Reproduce the entries beneath exactly, without their images.

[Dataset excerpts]

*** Block opens ***

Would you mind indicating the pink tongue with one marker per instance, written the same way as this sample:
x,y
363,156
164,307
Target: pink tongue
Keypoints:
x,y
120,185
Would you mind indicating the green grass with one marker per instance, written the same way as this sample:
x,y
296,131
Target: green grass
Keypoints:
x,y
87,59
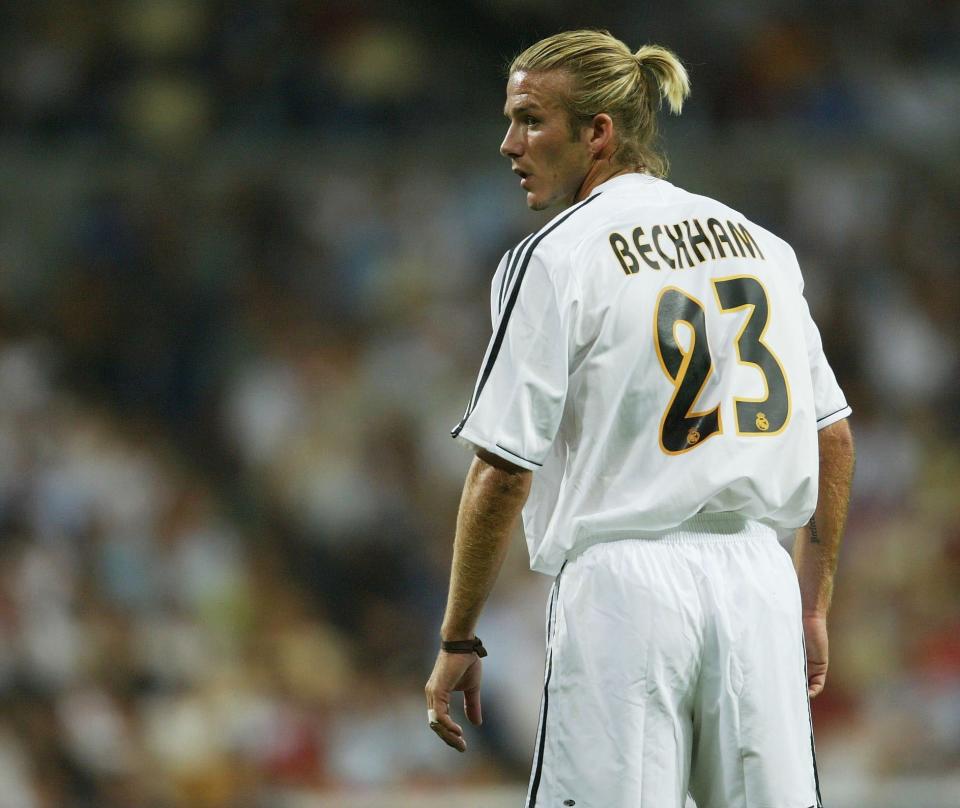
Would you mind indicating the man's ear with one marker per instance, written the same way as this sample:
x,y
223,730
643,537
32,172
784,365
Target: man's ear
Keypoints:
x,y
601,134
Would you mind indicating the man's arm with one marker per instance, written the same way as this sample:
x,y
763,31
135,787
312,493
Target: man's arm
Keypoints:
x,y
493,496
817,547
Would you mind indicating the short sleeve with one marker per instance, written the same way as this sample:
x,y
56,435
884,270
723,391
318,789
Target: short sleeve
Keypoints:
x,y
829,401
519,396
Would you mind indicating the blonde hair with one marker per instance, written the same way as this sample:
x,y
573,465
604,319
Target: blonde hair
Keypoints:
x,y
608,77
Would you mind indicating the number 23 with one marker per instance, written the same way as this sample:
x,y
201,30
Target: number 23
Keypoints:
x,y
681,428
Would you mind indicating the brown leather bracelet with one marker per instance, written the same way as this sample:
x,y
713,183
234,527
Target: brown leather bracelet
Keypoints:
x,y
473,646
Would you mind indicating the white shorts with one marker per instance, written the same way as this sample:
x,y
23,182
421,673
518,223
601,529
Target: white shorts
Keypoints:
x,y
675,664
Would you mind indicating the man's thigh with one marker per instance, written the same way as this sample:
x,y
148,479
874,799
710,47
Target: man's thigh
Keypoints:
x,y
616,724
753,744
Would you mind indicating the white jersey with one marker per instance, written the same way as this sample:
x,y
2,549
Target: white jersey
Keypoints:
x,y
652,358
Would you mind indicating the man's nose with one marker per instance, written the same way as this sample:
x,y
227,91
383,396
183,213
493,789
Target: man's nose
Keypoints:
x,y
512,146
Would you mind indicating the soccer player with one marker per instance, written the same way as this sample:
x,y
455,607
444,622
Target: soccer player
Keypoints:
x,y
656,400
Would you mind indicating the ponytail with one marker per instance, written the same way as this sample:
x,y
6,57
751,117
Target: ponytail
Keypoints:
x,y
608,77
671,76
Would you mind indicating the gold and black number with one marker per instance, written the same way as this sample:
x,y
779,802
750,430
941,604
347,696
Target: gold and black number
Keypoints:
x,y
681,428
769,414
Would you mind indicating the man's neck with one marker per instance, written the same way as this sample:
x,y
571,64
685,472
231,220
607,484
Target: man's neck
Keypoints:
x,y
599,173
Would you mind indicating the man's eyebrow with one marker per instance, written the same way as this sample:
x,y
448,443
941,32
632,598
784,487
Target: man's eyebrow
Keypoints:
x,y
520,110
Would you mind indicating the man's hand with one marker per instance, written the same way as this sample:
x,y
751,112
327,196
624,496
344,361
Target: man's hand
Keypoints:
x,y
815,638
454,672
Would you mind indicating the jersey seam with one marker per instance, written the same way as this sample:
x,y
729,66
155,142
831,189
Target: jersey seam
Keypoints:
x,y
824,418
510,451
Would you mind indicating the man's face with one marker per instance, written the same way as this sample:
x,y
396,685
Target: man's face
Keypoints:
x,y
551,162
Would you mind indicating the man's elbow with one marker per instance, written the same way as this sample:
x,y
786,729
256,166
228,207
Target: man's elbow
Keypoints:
x,y
501,476
836,443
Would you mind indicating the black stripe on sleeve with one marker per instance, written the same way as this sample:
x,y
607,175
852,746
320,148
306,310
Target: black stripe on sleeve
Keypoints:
x,y
824,418
511,302
511,269
526,460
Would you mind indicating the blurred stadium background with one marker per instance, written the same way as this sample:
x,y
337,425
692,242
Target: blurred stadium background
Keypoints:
x,y
244,257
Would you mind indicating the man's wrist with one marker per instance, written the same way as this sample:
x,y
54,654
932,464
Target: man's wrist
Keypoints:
x,y
472,646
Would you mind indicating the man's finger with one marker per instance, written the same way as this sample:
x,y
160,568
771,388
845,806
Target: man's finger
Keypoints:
x,y
449,738
438,716
471,706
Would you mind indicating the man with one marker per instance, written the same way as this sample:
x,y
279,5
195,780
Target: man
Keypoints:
x,y
655,398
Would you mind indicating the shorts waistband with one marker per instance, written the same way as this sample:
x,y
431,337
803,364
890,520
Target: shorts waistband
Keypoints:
x,y
702,528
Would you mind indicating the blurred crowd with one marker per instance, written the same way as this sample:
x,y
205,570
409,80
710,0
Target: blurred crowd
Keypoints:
x,y
244,257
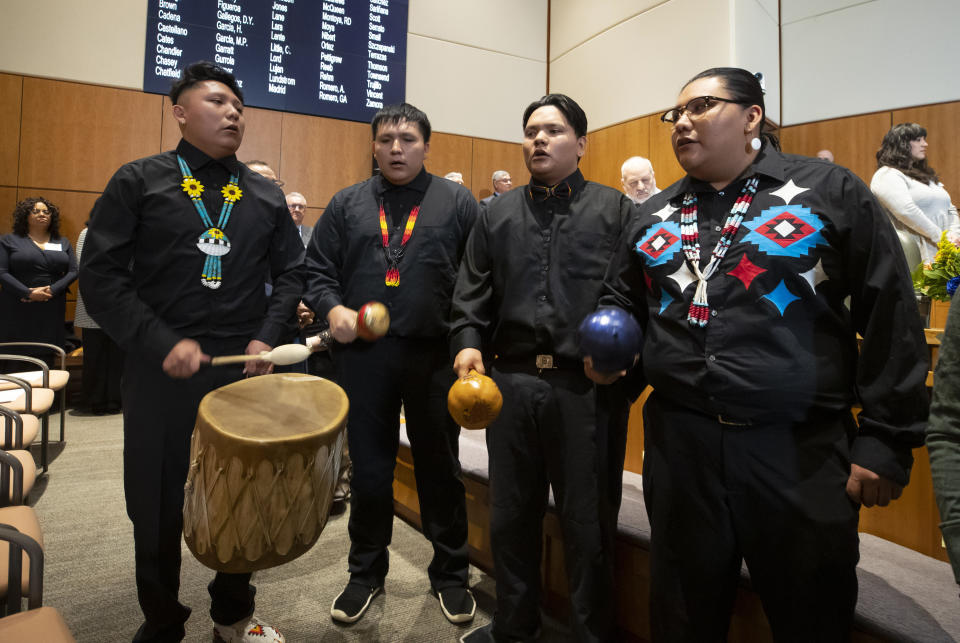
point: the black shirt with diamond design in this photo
(781, 344)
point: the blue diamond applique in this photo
(785, 231)
(781, 297)
(660, 244)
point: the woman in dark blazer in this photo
(37, 266)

*** Block closes ***

**Your solution:**
Would you mind indicating the pink tongue with one marker per instance, written the same way as this sample:
x,y
363,156
164,307
Target: pink tongue
Keypoints:
x,y
120,185
Would you mind indicating the green grass with one marker per instance, written the same way as this sample:
x,y
296,131
Target: green grass
Keypoints:
x,y
87,59
Would you mind indicating the man's ear with one marker per instance, written the same way as this sample:
x,y
223,730
643,537
32,172
784,365
Target: man's ear
Keypoints:
x,y
601,134
Would you mind indicating the man's arm with one marker per instance, written the same way as this sample:
x,y
763,31
135,787
312,493
Target: man's arm
Keypoints:
x,y
493,496
817,547
Would you mind indicating the short sleeve with one marker per instance, written the same way as this sample:
x,y
56,435
884,270
723,391
318,789
Target: short sleeve
Keypoints:
x,y
829,401
519,396
Would you mind indicating the blonde hair with one marker per instance, written the same way as this sample:
x,y
573,465
604,319
Target: blonde hair
Keypoints:
x,y
608,77
Would you mind indicating the number 23 with one marker per instance, written the same way as this sample:
x,y
201,30
Target: number 23
Keypoints:
x,y
681,428
Would you mind indicating the brown leather bracelet with one marker per instance, written the same way as this sample:
x,y
713,183
234,527
Target: brown leather bracelet
Keypoints:
x,y
473,646
Would you mind indicating the white shorts with one marker per instance, written the same way as this sample:
x,y
23,182
421,673
518,223
601,529
Target: white shorts
Keypoints:
x,y
675,664
Would you mind indicating the man's thigh with one marker per instance, written the same way as this sample:
x,y
148,479
874,799
710,47
Target: man's thigh
Keypoints:
x,y
616,724
753,744
Would you mind indicating the white jersey with one marker per instance, written the same way as this sample:
x,y
2,549
Target: white jersey
Keypoints:
x,y
652,358
Would you mind indicating the man's nose with one marker per instance, written the same way as this sample:
x,y
227,91
383,396
183,213
493,789
Target: man's nose
Keypoints:
x,y
512,146
Would you mind indicating the soccer player with one marker per instance, written the same way as this sample:
x,y
455,607
444,622
Target: soccer player
Keypoints:
x,y
656,400
Would you mind indicating the ponytail with one marker per instance, written the same way as this sample:
x,y
6,57
751,117
Target: ponytail
Keypoints:
x,y
608,77
671,76
Would you mind indicating the gold and black number with one marker per instance, written the same way as this sample:
x,y
779,802
750,430
941,604
347,696
Target: gold and black number
Keypoints:
x,y
681,428
769,414
Would you mind indicating the man's neck with one marker per instance, written the same way as this sample:
x,y
571,64
685,472
231,220
607,484
Target: man's neck
Keypoints:
x,y
599,173
Would you mind indicating the man's eyebrow with one marker per instance, written the same way as this sample:
x,y
448,443
941,32
632,598
784,487
Target: man's eyebrow
Keypoints:
x,y
520,110
Would you mind indicating the man's hand with one marker per instance, written the same way as this sample:
x,y
751,112
327,196
624,496
344,361
Target: man's hand
Keypoints:
x,y
815,638
454,672
Would you mind indicating the jersey seam with one marker per instance, written the same way as this sample:
x,y
729,66
155,142
831,189
Target: jersey seam
Keypoints:
x,y
824,418
510,451
Would you mind indicating the man's face with one marker per instance, written the same way as this sample:
x,y
396,685
Target: man's face
Keypoints:
x,y
551,162
Would you mind indicating the man's elbow with one marker per instance, written the same way as this sample:
x,y
786,729
256,166
228,207
Target: man's elbow
Keypoints:
x,y
501,476
836,443
Would you mind indicating the black stripe on sleeve with one marker per instance, written the same way as this sample:
x,y
607,175
852,746
320,148
306,310
Target: black stripe on sleeve
Keypoints:
x,y
824,418
511,302
511,269
526,460
Would you mind indicating the blurred stadium background with one marker per instance, written the same way as this sample:
x,y
337,425
692,242
Target: blurred stadium background
Keypoints:
x,y
244,257
Would you mind indicating the man's wrist with one marker per instance, written the same way as this sample:
x,y
54,654
932,464
Target: man's wrist
Keypoints:
x,y
472,646
Would you mind indicating the man's finger with one marker per instance, written the same way as this sample:
x,y
160,568
771,388
845,806
Target: man's finger
Keypoints:
x,y
449,738
438,716
471,706
Would you mind indicating the man with one marker per instance, written the same way as this sample:
x,y
279,5
195,780
Target: man
Keypoints:
x,y
655,398
Would you mind indicating the shorts waistband with one marker per instance, written the same way as this sample:
x,y
431,337
803,364
890,520
Target: shorts waistband
Keypoints:
x,y
702,528
Would you mind indicating the blurred crowd with one marker per instance, written the same way as this sample:
x,y
205,570
409,80
710,0
Target: blurred crowd
Keypoints:
x,y
244,257
point: the black shirt with diamond design in this photo
(781, 344)
point: the blue diamond applique in this photo
(785, 231)
(781, 297)
(660, 244)
point: the woman in dark blazer in this photo
(37, 266)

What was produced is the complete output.